+++ STUDY MATERIAL

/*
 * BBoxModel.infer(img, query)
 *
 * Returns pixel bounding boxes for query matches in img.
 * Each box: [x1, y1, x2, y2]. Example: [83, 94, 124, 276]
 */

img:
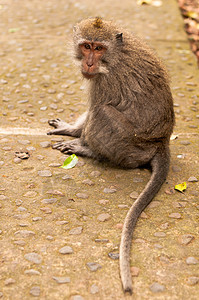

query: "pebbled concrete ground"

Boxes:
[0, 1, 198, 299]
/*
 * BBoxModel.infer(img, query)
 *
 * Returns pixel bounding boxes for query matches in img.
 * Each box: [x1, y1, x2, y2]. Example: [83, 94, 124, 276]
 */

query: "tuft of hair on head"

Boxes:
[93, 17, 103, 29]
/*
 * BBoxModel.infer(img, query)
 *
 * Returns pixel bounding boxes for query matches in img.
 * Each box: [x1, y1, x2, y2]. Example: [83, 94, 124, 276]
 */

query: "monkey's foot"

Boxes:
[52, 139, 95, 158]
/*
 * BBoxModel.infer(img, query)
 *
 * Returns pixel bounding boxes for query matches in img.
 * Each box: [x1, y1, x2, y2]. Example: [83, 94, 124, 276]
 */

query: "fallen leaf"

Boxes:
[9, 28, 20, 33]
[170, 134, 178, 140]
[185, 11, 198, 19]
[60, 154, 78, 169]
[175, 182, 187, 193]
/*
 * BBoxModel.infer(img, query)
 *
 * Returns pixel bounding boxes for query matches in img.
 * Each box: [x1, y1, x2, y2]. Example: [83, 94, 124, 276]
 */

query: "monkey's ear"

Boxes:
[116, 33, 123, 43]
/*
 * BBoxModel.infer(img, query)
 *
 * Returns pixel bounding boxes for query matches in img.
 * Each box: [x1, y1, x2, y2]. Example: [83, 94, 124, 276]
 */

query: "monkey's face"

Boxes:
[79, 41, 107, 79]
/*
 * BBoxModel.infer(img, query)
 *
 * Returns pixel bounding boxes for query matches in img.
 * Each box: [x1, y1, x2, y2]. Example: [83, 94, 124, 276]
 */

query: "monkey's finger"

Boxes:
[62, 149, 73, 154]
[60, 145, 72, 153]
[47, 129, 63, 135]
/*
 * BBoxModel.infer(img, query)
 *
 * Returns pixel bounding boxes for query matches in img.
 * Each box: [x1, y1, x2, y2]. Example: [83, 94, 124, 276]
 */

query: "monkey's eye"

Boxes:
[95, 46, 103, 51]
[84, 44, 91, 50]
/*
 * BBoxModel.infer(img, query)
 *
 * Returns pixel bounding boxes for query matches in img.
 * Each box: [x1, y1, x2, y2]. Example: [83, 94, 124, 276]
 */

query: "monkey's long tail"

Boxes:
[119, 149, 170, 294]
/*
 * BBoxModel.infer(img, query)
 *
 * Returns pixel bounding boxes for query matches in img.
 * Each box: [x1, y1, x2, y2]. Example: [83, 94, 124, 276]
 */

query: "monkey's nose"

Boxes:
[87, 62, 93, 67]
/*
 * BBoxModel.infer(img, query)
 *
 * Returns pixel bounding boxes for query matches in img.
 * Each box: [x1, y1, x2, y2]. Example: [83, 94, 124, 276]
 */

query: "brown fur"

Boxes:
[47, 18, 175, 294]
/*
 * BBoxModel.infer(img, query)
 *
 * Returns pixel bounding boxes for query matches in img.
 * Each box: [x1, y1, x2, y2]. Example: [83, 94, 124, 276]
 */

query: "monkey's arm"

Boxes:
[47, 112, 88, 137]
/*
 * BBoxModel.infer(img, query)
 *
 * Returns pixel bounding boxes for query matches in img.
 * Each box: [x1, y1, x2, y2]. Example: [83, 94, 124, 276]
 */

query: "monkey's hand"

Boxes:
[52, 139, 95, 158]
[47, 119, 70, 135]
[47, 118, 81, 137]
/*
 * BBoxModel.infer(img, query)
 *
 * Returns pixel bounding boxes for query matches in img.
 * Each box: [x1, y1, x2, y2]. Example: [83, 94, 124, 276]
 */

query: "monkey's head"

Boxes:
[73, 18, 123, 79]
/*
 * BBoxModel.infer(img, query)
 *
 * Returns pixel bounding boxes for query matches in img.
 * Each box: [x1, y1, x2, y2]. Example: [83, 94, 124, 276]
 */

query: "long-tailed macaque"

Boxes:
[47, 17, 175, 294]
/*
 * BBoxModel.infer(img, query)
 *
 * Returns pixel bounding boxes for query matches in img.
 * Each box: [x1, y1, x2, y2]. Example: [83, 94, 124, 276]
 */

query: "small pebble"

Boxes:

++++++

_TASK DESCRIPTION_. Whatever the records hold apart from pictures should be repeated exactly.

_TASK OUTPUT_.
/*
 * BBoxModel.infer(img, query)
 *
 * Returns pixel bounding boxes for query matches in img.
 * Each box: [x1, y1, x2, y2]. Example: [83, 94, 124, 276]
 */

img:

query: "pebbled concrete ground"

Boxes:
[0, 1, 198, 299]
/*
 * BBoxModel.infer(img, query)
 *
 * Returns pixel bounding boxes for query matches in img.
 * Each box: [x1, y1, x2, y2]. Example: [83, 94, 124, 276]
 */

query: "tuft of hair on head"

Boxes:
[93, 17, 103, 29]
/*
 * BBoxModel.infer(img, query)
 *
 * Returns pixel bounding boxes for query matches in img.
 * Each box: [x1, y1, x2, y2]. Example: [83, 94, 124, 276]
 */

query: "monkey's foot"

Boxes:
[52, 139, 95, 158]
/*
 * BBoxModel.infer(img, query)
 *
 * Returns pixel bounding boxes for query matches in img.
 * Each box: [x1, y1, x2, y2]. Example: [83, 94, 124, 276]
 */

query: "fallen leaf"

Boxes:
[9, 28, 20, 33]
[170, 134, 178, 140]
[185, 11, 198, 19]
[60, 154, 78, 169]
[175, 182, 187, 193]
/*
 * BBoxModel.infer(img, query)
 *
 * Returns pixel bounding boxes for query matches in img.
 * Each box: [x1, y1, x2, y2]. Example: [83, 94, 124, 276]
 */

query: "monkey's ear"

Boxes:
[116, 33, 123, 43]
/*
 * BBoxModel.infer(img, query)
 *
 * Returns pixel bounding boxes for query matches in img.
 * Each box: [x1, y1, x2, y2]. Example: [83, 94, 124, 276]
 */

query: "monkey's face"

Boxes:
[79, 41, 107, 79]
/*
 * BBoxModel.infer(img, query)
 *
 * Returns pixel bounding boxes for query matches in img.
 * Each box: [x1, y1, x2, y2]. Example: [83, 94, 124, 276]
 */

query: "monkey's finger"

Boxes:
[62, 149, 73, 154]
[60, 145, 72, 153]
[47, 129, 63, 135]
/*
 * BBoxModel.infer(img, query)
 *
 * Returns pixel bounding boxes for query matches in img.
 * Each box: [x1, y1, x2, y2]. Example: [83, 94, 124, 276]
 */

query: "monkey's eye"

Boxes:
[95, 46, 103, 51]
[84, 44, 91, 50]
/*
 * BBoxModel.infer(img, query)
 *
 * Returns pixel bounding boxes for query matches in img.
 * Each box: [x1, y1, x2, y2]. Example: [83, 94, 124, 276]
 */

query: "monkey's long tail"

Boxes:
[119, 149, 170, 294]
/*
 * BBoxModel.infer(img, query)
 *
 * Returns pixel bounding boxes for query matches in img.
 * Each box: [x1, y1, x2, y2]. Example: [83, 94, 124, 276]
 */

query: "monkey's nose"

Boxes:
[87, 62, 93, 67]
/*
 * BBoxModel.infer(img, query)
 *
 * Returns pixel bounding boxes for query matches in img.
 * Each box: [x1, y1, x2, y2]. Example: [83, 94, 124, 276]
 */

query: "brown fur"

Boxes:
[47, 18, 175, 294]
/*
 * BBoxModel.infer(img, query)
 *
 * Returns pixel bounding boxes for query matches in img.
 * Each box: [x1, y1, x2, y2]. Example: [83, 94, 124, 276]
 */

query: "monkey's arm"

Boxes:
[47, 112, 88, 137]
/*
 * BBoxModel.infer(img, query)
 *
 * Returns pixel bounding boxes for query matches in img.
 * Each box: [x1, y1, x2, y2]. Example: [83, 94, 124, 276]
 */

query: "monkey's hand"

Boxes:
[52, 139, 95, 158]
[47, 119, 70, 135]
[47, 118, 81, 137]
/*
 * BBoxModel.infer(img, query)
 *
 * Returns pixel bounding boxes for query matches in img.
 * Each box: [x1, y1, x2, y2]. Example: [83, 94, 124, 276]
 */

query: "monkey's head"

Boxes:
[73, 18, 123, 79]
/*
 * BBoxModel.infer(img, query)
 *
 * Returns pixel bounding boxes for query matches in img.
 * Each box: [x1, y1, x2, y2]. Example: [83, 94, 124, 276]
 */

query: "long-tailed macaque"

Boxes:
[47, 17, 175, 294]
/*
 * BBoxModel.infer(img, query)
 *
 * Returns pixel bounding boxes for query matches in img.
 * Each box: [x1, y1, x2, y2]. Example: [83, 94, 124, 276]
 */

query: "small pebble"

Boxes:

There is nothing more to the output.